_Your instructions:_ Each line that has the string "dark" must be copied from the records below.

Saved entries
# # # # # # #

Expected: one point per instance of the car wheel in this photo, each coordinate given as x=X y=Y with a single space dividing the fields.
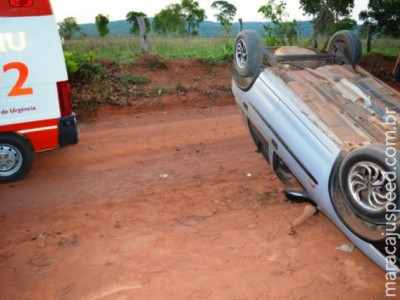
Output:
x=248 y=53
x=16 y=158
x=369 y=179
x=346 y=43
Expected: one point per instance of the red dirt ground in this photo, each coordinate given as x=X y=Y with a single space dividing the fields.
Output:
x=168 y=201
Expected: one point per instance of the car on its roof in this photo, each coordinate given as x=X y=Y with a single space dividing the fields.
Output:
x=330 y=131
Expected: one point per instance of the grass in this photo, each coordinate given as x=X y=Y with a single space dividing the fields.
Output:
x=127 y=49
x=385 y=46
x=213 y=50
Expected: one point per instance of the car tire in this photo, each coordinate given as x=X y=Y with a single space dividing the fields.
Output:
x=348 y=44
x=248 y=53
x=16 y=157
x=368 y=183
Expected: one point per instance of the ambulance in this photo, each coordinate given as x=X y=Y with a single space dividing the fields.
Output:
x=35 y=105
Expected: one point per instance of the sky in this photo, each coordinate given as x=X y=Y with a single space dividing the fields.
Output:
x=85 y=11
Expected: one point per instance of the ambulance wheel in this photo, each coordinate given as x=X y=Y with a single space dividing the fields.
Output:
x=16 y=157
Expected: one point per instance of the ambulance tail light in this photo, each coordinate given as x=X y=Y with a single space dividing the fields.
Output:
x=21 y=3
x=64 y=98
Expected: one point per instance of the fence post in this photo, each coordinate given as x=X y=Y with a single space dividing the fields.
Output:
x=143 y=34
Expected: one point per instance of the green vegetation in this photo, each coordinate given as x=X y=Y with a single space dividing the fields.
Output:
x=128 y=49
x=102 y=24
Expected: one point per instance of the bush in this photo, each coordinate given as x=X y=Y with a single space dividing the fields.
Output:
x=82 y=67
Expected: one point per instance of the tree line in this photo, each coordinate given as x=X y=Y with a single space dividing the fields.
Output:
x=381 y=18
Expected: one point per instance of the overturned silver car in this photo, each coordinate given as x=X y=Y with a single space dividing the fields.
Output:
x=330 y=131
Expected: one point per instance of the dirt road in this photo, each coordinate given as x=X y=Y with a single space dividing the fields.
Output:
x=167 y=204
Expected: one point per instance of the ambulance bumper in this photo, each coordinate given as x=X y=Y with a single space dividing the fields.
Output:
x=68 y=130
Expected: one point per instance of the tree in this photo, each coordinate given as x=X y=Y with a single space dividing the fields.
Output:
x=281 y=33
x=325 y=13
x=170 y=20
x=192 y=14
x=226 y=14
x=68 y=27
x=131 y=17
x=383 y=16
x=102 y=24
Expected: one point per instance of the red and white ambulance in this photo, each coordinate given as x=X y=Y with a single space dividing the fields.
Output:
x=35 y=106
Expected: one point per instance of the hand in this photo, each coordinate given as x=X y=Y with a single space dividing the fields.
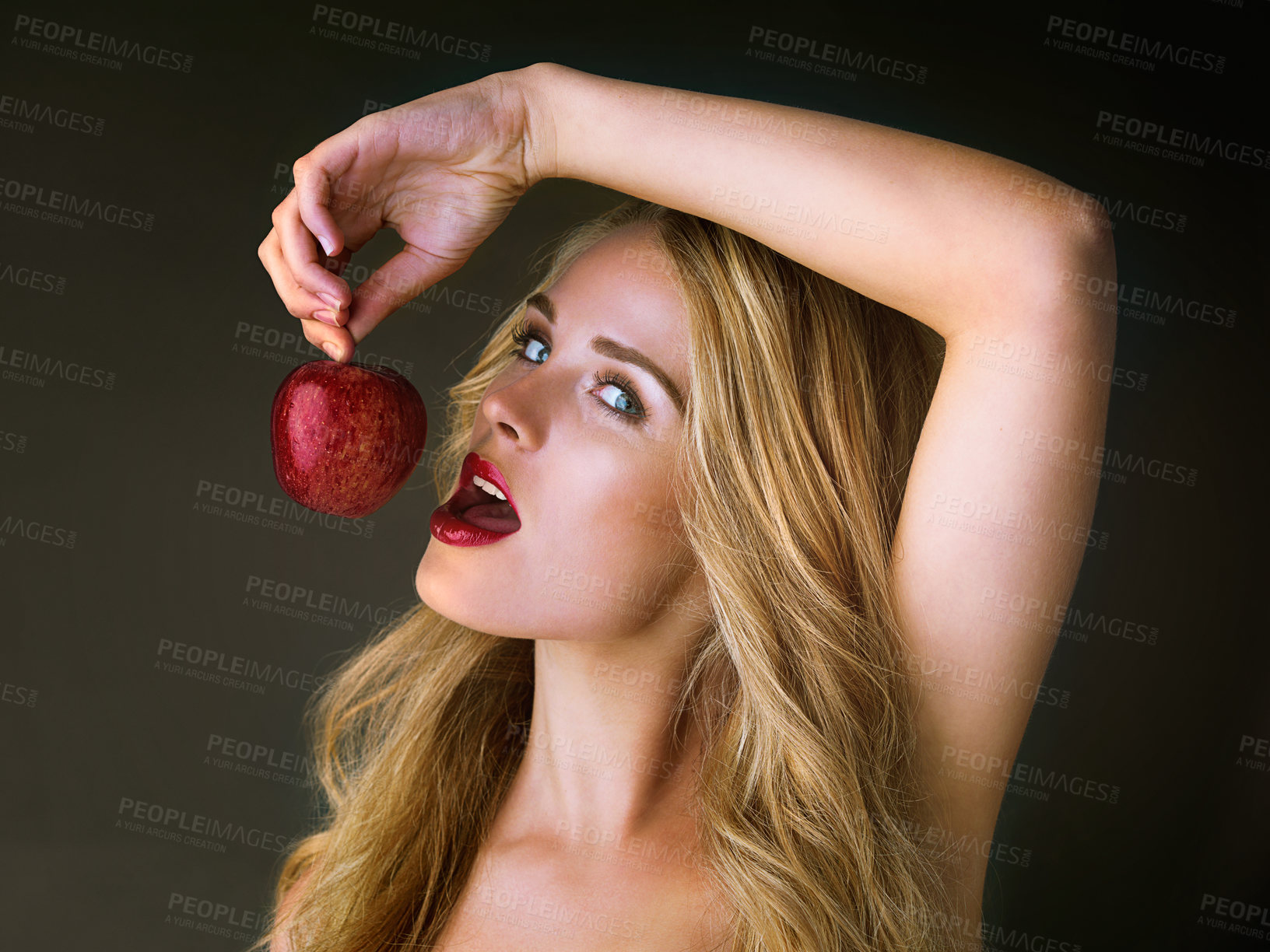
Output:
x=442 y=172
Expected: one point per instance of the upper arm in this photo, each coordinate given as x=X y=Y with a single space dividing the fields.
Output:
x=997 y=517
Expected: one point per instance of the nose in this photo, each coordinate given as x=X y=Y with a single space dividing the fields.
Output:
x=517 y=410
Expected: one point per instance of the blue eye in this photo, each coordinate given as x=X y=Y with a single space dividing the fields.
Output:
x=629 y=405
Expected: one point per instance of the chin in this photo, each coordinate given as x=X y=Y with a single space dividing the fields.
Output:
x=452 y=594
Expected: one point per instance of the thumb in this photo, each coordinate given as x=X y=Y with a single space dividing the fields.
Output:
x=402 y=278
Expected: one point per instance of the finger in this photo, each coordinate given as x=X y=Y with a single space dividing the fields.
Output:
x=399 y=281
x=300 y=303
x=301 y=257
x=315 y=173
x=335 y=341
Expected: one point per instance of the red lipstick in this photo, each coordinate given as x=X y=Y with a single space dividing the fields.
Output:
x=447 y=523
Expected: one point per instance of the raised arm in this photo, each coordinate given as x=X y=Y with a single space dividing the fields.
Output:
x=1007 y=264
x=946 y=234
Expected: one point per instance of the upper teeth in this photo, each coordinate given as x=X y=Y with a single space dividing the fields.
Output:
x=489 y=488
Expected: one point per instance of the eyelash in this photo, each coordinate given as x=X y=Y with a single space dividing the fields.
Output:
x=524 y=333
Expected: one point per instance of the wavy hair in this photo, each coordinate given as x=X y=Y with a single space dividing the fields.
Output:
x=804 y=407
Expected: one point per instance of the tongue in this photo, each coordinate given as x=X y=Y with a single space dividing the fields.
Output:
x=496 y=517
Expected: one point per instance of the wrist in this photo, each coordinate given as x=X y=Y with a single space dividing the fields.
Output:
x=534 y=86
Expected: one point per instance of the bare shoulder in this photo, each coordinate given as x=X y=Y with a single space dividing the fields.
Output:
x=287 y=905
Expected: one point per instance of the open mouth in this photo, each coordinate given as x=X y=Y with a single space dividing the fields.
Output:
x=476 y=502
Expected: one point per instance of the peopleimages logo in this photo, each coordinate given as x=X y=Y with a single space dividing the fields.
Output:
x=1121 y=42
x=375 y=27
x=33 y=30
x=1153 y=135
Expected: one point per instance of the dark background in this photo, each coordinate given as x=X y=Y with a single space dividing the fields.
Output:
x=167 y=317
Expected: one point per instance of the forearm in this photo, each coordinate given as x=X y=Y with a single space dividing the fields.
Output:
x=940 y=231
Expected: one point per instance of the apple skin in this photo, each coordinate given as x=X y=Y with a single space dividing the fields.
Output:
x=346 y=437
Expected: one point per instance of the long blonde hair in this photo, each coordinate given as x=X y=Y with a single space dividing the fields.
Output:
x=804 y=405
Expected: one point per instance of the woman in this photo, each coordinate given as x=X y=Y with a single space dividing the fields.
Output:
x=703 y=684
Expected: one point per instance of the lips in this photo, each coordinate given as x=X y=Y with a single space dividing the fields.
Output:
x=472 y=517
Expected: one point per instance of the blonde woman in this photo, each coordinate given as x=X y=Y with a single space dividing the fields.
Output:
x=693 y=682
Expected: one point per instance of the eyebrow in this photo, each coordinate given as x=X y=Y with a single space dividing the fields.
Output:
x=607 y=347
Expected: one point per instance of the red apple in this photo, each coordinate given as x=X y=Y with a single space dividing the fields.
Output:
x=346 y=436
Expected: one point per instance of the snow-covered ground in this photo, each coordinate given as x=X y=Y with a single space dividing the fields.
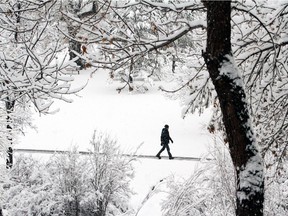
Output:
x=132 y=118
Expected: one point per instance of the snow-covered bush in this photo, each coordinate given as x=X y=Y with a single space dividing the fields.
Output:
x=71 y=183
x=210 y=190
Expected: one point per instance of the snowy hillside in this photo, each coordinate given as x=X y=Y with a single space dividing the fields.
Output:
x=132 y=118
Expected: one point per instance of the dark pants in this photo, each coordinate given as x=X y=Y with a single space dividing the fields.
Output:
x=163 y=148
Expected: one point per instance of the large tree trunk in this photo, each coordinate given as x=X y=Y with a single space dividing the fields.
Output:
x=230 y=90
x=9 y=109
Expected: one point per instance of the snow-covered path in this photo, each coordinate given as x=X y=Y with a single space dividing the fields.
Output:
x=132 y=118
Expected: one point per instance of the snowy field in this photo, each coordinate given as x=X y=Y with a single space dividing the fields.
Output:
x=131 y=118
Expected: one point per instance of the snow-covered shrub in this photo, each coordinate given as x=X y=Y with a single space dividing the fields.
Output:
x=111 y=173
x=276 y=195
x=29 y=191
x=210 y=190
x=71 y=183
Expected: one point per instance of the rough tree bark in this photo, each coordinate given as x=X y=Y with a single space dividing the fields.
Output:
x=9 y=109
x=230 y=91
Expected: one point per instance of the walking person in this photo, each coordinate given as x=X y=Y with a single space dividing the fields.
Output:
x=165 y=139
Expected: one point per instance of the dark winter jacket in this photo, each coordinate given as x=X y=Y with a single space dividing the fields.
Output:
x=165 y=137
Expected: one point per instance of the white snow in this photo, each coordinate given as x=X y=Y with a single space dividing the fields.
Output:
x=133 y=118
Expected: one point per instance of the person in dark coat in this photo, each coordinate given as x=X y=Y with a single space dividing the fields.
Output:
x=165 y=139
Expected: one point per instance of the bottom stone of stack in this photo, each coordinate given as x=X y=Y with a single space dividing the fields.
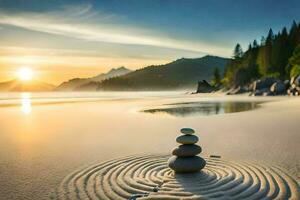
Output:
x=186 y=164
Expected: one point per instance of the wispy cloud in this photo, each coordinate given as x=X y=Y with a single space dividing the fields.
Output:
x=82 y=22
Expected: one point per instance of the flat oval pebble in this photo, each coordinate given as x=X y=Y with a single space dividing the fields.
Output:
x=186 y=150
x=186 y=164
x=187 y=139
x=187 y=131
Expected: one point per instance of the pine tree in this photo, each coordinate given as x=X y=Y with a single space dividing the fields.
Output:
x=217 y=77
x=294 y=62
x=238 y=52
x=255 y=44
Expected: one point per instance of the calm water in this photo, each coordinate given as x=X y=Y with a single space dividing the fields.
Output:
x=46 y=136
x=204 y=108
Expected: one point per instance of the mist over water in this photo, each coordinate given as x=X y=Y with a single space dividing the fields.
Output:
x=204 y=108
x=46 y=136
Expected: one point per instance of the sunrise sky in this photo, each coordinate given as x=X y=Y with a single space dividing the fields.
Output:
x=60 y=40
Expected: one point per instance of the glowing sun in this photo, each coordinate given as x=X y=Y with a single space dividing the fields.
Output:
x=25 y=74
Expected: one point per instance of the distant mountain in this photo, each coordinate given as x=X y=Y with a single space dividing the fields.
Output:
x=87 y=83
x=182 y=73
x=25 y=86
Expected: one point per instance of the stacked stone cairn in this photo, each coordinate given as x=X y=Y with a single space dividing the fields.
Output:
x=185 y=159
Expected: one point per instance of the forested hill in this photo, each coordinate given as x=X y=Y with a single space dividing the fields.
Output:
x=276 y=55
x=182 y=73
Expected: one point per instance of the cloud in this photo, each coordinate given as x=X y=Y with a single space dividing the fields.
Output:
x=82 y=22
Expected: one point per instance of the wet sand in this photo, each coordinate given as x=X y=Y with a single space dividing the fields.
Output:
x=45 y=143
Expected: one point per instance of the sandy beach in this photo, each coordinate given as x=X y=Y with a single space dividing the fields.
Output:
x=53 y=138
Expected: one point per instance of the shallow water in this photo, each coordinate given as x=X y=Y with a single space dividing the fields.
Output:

# # # # # # #

_Solution:_
Expected: one point per instance of the dark background in this photo, each coordinate given as x=X y=Y with a single space dividing the fields.
Expected: one point per instance of the dark pants in this photo, each coordinate given as x=X y=Y with a single space dividing the fields.
Expected: one point per instance of the dark winter jacket in this photo, each coordinate given as x=X y=Y with a single space dividing the fields.
Expected: one point per instance of the person in dark coat in this photo, each coordinate given as x=X y=Y with a single space dividing the fields.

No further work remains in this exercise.